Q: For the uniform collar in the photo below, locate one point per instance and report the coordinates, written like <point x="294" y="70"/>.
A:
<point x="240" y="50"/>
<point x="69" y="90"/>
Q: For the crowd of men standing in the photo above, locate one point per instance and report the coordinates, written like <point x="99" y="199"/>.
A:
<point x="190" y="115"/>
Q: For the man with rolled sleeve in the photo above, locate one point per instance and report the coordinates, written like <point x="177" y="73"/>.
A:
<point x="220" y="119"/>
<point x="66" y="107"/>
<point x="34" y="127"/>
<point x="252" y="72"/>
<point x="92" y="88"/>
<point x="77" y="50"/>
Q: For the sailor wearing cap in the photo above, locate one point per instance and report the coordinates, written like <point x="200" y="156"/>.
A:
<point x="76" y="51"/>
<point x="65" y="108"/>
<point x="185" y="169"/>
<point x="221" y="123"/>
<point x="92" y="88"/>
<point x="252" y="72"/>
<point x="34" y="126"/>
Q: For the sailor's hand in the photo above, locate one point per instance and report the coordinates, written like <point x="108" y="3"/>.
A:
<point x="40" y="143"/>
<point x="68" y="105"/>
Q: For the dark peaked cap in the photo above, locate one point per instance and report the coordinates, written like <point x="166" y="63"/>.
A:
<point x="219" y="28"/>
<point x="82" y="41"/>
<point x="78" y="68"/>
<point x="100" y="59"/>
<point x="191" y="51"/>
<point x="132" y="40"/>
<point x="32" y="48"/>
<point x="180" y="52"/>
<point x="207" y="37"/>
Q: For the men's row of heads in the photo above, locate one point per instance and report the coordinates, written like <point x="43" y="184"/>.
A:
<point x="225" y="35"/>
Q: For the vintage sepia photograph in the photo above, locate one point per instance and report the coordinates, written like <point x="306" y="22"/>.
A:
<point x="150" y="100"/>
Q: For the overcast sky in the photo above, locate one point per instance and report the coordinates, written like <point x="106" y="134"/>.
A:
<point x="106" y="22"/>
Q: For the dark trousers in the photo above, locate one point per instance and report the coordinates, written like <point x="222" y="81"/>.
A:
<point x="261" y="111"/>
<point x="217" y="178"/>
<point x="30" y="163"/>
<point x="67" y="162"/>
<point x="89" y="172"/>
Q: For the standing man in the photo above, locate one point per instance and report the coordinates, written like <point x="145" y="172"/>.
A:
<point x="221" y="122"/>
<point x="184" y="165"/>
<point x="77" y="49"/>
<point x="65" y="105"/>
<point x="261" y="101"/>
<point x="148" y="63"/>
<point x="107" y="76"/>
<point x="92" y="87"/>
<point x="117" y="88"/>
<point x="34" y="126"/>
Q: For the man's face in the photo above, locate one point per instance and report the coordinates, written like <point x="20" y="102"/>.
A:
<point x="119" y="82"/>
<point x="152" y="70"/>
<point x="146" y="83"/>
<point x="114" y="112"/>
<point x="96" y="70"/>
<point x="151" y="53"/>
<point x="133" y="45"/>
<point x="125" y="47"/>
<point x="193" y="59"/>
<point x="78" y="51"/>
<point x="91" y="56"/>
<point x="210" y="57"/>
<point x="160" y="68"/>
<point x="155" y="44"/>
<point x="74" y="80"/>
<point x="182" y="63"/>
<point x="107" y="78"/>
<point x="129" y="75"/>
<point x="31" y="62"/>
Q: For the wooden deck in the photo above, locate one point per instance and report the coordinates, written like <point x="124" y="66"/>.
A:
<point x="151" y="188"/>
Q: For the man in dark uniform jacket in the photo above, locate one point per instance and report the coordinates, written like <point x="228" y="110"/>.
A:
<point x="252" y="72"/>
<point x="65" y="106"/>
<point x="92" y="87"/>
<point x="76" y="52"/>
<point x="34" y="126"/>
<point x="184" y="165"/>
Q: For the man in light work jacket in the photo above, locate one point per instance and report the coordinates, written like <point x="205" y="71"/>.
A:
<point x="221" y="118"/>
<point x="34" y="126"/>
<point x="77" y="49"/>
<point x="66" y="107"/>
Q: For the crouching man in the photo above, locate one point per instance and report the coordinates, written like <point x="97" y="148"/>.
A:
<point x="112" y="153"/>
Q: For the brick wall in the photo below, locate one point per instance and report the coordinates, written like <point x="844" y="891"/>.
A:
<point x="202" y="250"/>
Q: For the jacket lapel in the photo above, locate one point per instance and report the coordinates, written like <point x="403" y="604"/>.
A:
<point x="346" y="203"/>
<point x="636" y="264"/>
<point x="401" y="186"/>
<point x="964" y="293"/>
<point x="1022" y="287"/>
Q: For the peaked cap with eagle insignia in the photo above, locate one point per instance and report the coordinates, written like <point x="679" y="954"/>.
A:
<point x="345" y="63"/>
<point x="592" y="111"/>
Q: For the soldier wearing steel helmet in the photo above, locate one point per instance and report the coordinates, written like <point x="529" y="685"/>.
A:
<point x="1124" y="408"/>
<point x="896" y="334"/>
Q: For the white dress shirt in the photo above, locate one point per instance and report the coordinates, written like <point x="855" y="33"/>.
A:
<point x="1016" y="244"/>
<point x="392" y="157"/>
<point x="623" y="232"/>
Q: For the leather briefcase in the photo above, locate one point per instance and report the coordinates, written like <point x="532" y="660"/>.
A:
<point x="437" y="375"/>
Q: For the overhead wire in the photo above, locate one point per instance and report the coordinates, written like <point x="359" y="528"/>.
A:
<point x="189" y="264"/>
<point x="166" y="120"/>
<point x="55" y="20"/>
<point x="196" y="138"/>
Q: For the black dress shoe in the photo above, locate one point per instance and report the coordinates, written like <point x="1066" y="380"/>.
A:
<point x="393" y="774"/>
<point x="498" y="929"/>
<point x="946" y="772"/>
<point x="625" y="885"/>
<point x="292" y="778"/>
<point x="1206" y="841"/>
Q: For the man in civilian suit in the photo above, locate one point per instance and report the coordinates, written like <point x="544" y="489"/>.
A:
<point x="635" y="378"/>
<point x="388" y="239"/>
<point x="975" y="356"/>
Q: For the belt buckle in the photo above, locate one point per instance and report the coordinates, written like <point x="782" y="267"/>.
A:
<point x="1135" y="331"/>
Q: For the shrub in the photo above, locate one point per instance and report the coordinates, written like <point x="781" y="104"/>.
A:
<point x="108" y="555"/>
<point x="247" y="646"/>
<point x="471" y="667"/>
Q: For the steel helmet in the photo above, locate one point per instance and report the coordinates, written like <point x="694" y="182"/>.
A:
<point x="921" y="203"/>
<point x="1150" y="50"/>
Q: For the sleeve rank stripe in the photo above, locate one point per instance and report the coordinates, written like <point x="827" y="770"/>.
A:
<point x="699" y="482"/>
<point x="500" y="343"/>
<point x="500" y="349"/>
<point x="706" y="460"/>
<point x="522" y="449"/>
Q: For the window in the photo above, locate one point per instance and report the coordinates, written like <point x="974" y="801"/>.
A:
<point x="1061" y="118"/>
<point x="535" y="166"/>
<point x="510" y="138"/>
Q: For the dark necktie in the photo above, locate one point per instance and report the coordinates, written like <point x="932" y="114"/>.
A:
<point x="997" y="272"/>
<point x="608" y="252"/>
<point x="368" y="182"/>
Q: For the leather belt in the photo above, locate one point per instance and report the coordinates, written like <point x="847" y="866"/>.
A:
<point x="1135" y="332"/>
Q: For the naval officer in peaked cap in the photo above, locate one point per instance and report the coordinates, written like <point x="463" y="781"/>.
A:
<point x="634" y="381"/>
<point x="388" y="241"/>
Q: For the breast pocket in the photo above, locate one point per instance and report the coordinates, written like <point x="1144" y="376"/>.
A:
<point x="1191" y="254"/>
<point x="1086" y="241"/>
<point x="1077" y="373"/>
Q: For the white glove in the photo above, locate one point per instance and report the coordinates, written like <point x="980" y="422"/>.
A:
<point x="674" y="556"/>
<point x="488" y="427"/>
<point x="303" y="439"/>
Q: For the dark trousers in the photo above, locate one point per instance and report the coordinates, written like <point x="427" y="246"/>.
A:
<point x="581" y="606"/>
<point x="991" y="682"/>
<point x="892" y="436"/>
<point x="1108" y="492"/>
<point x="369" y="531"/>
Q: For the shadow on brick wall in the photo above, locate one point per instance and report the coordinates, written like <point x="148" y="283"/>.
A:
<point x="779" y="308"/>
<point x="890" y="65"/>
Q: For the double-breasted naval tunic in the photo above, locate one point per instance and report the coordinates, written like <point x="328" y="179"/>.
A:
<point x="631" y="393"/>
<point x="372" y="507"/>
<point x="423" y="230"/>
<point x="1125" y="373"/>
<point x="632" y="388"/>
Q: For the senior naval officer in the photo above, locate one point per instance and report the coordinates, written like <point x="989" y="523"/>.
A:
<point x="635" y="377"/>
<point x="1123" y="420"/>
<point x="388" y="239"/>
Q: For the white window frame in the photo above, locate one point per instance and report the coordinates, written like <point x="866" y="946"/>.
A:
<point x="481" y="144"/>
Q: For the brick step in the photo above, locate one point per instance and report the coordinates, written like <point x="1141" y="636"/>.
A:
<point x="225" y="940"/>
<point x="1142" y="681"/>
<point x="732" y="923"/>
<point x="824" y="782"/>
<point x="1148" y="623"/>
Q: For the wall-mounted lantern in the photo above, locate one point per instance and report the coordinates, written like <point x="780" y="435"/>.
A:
------
» What you are asked to do: Reproduce, without alteration, every line from the one containing "Q: For the double-breasted" down to the end of the entries.

» Exercise output:
Q: For the double-breasted naval tunic in the photo above, locate one point per instance and report the coordinates, written like <point x="328" y="179"/>.
A:
<point x="631" y="393"/>
<point x="372" y="507"/>
<point x="423" y="230"/>
<point x="1125" y="373"/>
<point x="632" y="388"/>
Q: For the senior naval officer in the photo above, locate one point per instance and report the coordinates, written like <point x="989" y="523"/>.
A:
<point x="635" y="377"/>
<point x="1123" y="420"/>
<point x="388" y="239"/>
Q: For the white window frame in the photo above, locate one point per instance and report the coordinates, written like <point x="866" y="946"/>.
A:
<point x="481" y="144"/>
Q: For the brick step in the photo above, locate one point per instance and report the coordinates, written like <point x="1141" y="636"/>.
A:
<point x="225" y="940"/>
<point x="1142" y="681"/>
<point x="732" y="923"/>
<point x="824" y="782"/>
<point x="1148" y="623"/>
Q: For the wall-mounted lantern in the photo above, locate one point per instance and report the coordinates, written like <point x="780" y="435"/>.
A:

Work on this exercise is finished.